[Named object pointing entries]
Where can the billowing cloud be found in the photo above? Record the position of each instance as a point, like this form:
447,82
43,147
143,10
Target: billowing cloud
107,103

[EXERCISE OBJECTIVE]: Copy the listing above word for word, reproducing every line.

[TASK RESULT]:
Where can the billowing cloud be found in the photo above? Record the position of each instance as a point, like this form:
447,82
43,147
143,10
Target: billowing cloud
107,103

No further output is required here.